§ **WORK TO BE COMPLETED**
Go through the listing and return every line with "positive" in it.

================================

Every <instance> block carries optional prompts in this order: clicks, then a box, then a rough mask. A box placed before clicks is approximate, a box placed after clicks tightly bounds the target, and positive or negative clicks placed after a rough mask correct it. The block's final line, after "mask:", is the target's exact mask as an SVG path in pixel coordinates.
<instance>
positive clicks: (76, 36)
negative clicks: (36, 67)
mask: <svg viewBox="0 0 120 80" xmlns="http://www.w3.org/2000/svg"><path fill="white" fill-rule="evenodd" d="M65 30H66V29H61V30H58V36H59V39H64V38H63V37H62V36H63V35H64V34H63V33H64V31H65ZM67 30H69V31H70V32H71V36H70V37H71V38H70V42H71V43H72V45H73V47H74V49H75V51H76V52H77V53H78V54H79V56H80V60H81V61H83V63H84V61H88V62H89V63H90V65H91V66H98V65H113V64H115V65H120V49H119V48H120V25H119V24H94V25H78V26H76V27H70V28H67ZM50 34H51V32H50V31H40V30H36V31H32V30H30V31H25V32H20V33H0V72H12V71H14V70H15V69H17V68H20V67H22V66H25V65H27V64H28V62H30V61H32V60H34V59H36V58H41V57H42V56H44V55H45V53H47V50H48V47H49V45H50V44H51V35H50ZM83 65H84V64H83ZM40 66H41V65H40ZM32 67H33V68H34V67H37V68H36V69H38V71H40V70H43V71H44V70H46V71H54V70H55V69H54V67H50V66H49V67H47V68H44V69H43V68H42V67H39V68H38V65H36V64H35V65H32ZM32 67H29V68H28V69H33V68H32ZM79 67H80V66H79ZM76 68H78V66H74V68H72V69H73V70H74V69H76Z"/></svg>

================================

§ **PROBLEM SOLUTION**
Every <instance> block carries optional prompts in this order: clicks, then a box, then a rough mask. A box placed before clicks is approximate, a box placed after clicks tightly bounds the target, and positive or negative clicks placed after a rough mask correct it. The block's final line, after "mask:", is the target's exact mask as an SVG path in pixel coordinates.
positive clicks: (76, 36)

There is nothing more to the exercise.